[Source records]

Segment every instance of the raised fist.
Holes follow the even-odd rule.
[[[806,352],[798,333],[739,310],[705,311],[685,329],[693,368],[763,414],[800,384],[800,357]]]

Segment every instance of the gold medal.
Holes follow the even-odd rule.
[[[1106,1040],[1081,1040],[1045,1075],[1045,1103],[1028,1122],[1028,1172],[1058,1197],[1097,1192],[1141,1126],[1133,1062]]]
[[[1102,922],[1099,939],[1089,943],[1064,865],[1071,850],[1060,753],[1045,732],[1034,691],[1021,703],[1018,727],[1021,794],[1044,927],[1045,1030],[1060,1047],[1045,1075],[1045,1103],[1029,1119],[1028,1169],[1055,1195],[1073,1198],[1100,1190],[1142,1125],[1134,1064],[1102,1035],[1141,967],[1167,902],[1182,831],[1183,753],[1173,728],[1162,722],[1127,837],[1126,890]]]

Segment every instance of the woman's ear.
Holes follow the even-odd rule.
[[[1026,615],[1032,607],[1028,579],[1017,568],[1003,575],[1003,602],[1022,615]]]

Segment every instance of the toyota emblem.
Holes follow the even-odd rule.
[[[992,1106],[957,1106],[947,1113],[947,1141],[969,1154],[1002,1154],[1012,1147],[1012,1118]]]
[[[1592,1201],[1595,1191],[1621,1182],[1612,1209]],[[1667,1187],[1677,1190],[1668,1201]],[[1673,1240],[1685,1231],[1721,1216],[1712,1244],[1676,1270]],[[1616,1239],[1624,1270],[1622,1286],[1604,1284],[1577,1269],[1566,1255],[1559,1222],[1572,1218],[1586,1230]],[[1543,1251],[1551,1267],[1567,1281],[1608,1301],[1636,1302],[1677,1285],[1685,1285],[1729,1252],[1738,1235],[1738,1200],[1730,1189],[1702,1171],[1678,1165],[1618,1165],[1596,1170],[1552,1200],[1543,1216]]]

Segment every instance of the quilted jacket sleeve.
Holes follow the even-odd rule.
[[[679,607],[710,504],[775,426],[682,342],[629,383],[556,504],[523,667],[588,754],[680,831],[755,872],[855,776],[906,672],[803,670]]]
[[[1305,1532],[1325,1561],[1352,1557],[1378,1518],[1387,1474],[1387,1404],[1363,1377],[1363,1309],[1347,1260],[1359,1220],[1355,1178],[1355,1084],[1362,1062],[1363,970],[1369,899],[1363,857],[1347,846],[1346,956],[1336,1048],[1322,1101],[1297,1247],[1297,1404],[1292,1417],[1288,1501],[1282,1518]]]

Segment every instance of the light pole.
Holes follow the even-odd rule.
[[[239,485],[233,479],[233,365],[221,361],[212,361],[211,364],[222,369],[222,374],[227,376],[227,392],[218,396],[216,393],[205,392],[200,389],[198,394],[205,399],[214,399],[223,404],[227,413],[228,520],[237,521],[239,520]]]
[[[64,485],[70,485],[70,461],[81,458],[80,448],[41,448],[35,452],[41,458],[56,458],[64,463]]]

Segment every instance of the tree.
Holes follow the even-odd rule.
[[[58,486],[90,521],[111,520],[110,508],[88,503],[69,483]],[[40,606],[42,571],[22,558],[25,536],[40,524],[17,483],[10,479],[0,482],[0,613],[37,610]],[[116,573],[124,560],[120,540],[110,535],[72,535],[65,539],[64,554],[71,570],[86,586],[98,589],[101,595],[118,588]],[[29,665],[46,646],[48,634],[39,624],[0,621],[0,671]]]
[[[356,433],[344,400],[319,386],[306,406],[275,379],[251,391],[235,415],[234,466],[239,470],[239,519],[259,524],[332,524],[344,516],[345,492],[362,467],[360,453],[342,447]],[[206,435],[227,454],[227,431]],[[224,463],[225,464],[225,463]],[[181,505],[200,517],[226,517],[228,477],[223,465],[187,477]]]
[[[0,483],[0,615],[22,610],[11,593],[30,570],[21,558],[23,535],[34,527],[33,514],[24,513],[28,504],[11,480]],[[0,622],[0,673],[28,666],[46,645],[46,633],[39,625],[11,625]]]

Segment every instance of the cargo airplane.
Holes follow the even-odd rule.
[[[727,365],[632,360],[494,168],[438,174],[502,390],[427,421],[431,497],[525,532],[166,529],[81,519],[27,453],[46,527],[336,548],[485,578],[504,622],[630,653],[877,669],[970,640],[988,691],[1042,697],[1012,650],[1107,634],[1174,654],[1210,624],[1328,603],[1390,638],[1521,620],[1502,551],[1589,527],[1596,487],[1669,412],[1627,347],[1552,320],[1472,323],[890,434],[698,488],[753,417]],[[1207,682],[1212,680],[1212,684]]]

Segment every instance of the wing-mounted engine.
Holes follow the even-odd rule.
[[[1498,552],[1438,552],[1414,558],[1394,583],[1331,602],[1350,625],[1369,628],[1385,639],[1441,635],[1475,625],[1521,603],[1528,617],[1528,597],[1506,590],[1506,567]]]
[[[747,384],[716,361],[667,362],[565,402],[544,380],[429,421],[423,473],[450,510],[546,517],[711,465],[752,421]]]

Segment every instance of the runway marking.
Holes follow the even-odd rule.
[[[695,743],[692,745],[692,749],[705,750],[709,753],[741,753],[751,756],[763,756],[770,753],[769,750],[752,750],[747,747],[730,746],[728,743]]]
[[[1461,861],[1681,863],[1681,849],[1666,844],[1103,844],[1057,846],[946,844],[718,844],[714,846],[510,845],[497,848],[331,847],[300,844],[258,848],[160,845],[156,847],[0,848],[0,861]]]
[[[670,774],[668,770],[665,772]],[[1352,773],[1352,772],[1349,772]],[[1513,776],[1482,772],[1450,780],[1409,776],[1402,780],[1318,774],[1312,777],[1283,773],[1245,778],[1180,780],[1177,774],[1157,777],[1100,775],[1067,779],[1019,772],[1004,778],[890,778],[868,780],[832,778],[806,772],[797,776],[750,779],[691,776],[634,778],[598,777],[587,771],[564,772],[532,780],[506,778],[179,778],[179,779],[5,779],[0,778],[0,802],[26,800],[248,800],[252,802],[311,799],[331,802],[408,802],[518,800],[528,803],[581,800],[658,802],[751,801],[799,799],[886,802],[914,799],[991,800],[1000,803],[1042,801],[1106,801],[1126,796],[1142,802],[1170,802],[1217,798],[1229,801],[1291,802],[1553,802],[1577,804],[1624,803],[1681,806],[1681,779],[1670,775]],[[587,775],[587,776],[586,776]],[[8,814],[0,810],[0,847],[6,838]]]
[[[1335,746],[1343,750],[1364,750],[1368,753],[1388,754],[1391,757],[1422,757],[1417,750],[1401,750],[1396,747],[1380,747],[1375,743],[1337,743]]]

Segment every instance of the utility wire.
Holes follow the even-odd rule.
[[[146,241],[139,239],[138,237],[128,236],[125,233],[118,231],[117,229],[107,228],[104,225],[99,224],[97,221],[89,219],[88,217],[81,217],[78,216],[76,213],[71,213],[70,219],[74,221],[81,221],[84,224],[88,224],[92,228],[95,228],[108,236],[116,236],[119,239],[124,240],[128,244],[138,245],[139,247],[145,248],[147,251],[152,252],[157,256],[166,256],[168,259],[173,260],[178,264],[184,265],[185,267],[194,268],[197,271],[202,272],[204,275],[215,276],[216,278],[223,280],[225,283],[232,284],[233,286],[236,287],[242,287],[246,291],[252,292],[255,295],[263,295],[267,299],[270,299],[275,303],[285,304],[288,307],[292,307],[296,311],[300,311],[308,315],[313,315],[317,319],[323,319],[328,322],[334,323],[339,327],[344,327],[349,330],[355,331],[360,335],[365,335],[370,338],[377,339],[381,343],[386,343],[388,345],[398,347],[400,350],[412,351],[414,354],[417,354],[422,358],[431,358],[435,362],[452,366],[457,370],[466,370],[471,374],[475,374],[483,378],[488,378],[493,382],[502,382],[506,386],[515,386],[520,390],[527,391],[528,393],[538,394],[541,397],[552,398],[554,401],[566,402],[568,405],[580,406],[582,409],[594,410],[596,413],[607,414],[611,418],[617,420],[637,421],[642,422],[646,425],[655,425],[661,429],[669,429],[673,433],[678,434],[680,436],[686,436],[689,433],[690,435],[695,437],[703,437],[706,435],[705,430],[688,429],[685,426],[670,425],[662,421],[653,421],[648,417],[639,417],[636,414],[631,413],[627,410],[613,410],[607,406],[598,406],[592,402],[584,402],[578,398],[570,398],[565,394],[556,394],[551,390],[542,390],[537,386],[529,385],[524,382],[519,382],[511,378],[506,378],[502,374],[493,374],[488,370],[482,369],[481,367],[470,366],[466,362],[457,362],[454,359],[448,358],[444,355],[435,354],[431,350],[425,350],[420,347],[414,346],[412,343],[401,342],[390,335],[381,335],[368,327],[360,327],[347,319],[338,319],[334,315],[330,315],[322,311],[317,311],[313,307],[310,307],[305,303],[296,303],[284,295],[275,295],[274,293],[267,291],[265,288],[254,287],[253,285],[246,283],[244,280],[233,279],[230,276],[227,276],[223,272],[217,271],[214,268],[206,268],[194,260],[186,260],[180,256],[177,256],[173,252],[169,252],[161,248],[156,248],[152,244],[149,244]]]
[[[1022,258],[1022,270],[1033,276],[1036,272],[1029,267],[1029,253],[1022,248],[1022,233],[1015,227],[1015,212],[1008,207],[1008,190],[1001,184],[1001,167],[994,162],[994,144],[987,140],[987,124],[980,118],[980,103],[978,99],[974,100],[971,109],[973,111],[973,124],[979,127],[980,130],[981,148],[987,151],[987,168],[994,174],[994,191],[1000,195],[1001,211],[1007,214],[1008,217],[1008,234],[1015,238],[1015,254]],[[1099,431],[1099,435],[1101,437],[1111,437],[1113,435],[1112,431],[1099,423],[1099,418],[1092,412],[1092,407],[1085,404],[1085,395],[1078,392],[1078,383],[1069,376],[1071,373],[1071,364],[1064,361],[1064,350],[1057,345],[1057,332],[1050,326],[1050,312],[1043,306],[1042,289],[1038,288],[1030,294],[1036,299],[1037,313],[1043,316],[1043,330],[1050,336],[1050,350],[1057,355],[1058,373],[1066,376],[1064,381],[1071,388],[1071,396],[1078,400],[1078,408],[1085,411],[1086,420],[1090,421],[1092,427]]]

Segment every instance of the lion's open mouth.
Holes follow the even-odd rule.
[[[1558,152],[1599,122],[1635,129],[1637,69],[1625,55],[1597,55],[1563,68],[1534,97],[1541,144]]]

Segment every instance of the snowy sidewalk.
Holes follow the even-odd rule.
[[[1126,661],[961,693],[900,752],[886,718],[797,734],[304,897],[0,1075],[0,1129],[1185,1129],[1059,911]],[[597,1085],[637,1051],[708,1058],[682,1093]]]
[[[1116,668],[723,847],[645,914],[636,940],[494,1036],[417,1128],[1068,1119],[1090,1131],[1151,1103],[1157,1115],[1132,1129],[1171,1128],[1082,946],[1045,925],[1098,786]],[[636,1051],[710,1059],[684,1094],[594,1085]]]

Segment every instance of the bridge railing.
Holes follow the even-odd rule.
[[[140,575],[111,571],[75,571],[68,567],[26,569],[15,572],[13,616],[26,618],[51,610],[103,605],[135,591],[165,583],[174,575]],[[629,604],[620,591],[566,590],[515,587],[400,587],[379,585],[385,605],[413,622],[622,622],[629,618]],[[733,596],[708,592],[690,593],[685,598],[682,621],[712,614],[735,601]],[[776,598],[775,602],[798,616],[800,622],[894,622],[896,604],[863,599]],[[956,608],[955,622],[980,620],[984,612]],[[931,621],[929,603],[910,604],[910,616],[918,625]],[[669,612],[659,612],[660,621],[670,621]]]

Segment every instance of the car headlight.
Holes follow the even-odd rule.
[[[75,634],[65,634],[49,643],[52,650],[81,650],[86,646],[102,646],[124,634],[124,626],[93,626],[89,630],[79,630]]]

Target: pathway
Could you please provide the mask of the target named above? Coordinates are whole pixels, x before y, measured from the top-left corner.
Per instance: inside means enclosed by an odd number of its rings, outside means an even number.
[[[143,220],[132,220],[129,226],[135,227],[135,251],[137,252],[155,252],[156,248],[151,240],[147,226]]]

WHAT YOU SHOULD DO - Your answer must be the lines from the first line of the entries above through the line that contains "Segment every instance of the gold medal.", written out exactly.

SOLUTION FOR THIS EXERCISE -
Segment every instance of the raised fist.
Holes follow the even-odd rule.
[[[806,352],[798,333],[739,310],[705,311],[685,329],[693,368],[763,414],[800,384],[800,357]]]

Segment every instance of the gold medal.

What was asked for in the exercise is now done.